LISTED RECORDS:
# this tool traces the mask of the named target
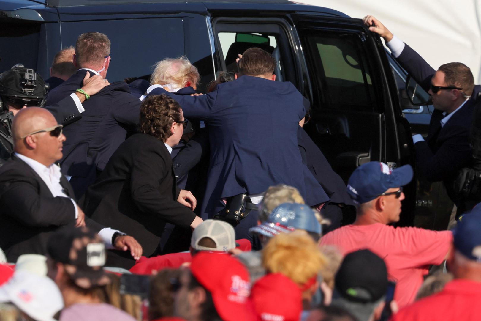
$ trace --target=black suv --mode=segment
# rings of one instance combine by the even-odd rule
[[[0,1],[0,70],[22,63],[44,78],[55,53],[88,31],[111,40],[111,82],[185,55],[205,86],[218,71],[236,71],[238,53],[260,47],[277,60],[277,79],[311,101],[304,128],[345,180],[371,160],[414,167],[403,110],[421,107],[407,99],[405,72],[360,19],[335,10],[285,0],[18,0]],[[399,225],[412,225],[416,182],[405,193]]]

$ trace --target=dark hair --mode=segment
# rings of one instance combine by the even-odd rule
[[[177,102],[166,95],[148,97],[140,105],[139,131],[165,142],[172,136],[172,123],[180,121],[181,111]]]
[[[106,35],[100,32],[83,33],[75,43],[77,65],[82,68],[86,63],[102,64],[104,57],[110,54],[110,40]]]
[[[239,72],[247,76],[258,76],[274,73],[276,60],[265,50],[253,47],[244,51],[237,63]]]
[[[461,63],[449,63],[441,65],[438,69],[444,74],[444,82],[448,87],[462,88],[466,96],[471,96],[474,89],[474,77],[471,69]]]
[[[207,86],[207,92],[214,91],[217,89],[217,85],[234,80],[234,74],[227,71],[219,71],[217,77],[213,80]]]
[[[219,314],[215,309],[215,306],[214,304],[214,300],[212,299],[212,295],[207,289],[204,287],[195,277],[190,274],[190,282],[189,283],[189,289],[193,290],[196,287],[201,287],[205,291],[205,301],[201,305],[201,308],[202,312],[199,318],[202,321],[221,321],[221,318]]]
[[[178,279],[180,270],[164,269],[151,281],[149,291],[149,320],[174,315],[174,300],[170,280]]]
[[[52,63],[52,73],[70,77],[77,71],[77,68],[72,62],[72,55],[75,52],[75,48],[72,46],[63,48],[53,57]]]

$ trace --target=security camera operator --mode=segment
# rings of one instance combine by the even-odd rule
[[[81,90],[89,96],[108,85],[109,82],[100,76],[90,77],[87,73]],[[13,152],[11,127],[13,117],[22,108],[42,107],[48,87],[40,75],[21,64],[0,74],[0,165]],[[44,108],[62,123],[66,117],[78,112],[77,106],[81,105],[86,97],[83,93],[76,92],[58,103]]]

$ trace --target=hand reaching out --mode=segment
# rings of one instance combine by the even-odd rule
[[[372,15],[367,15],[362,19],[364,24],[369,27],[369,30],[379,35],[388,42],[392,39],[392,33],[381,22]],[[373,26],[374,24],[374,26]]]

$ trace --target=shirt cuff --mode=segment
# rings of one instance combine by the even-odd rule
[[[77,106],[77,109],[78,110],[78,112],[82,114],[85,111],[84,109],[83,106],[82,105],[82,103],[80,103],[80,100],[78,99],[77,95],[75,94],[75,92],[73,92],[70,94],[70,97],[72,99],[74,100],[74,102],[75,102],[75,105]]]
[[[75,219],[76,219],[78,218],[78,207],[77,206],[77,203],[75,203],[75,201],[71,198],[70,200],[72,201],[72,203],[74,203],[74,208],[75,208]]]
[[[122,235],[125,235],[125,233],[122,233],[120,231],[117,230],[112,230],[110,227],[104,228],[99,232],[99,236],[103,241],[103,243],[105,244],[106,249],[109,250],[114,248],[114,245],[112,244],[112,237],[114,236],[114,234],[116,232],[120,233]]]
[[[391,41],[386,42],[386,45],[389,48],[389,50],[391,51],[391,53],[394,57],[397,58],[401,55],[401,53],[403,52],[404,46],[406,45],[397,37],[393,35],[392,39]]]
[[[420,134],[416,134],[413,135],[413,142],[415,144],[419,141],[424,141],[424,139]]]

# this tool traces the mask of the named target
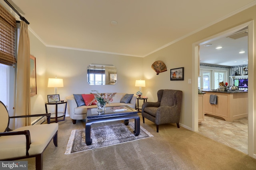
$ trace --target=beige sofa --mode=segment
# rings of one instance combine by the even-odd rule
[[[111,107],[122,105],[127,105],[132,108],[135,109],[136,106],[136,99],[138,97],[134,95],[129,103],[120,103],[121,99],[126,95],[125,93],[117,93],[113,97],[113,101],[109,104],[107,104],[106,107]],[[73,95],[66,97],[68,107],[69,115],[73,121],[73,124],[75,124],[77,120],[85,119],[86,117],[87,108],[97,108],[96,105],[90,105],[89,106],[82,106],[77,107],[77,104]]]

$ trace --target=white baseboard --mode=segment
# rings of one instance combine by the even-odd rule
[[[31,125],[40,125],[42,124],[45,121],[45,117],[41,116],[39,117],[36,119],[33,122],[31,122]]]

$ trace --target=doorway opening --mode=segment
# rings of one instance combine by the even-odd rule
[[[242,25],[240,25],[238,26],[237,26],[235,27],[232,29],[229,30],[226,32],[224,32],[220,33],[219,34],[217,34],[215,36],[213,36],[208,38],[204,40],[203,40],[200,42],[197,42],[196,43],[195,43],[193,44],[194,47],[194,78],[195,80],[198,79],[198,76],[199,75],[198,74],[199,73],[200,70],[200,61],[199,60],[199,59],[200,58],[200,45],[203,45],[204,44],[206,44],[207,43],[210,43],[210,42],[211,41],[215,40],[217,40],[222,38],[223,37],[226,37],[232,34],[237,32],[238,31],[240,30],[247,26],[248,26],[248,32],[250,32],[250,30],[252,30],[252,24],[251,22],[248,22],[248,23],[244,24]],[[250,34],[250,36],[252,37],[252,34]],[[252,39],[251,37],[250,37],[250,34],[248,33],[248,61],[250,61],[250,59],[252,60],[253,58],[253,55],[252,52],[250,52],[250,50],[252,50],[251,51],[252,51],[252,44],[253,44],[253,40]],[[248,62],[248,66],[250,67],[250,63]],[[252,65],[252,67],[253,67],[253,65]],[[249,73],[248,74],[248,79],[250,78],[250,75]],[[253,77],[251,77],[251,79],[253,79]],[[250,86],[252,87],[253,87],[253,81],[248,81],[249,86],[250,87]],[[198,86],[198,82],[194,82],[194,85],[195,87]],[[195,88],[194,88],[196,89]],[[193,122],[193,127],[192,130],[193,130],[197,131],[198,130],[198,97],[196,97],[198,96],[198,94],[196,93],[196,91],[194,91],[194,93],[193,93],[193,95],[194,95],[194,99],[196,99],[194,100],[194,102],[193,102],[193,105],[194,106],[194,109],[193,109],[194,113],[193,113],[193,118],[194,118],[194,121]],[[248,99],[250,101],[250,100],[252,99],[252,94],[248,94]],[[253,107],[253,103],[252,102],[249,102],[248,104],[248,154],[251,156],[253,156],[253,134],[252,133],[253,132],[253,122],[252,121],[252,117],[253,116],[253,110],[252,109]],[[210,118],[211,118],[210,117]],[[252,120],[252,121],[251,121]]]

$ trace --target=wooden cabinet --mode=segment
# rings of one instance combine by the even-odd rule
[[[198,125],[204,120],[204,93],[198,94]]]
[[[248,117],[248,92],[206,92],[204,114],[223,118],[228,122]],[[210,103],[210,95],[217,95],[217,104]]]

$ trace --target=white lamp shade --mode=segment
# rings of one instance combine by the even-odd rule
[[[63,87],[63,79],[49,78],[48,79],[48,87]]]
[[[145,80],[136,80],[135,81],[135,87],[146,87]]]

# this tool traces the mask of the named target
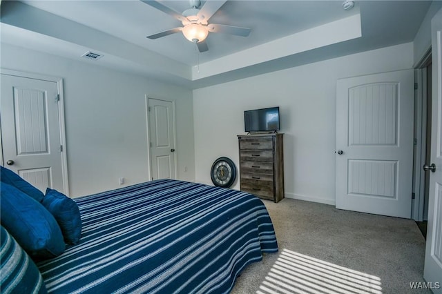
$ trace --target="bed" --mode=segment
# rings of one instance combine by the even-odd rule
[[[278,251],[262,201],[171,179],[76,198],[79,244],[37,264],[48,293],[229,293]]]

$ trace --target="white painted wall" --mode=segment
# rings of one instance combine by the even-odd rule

TASK DIRECTIONS:
Rewrite the lines beginning with the line containing "lamp shade --mode=segment" and continuing through the end of the lines, changing "rings" to "loops" and leaving everything else unchanged. Omit the pictures from your answer.

TASK RESULT:
$ trace --target=white lamp shade --mode=segment
# loops of one instance combine by the even-odd rule
[[[63,87],[63,79],[49,78],[48,79],[48,87]]]
[[[145,80],[136,80],[135,81],[135,87],[146,87]]]

# this tool traces the mask of the named target
$ trace --target="bed" --mode=segment
# loops of one instance combine by the even-odd rule
[[[278,251],[262,201],[171,179],[76,198],[79,244],[37,264],[48,293],[229,293]]]

$ trace --target="white painted wall" --mode=segment
# loops of one instance combine by the even-odd rule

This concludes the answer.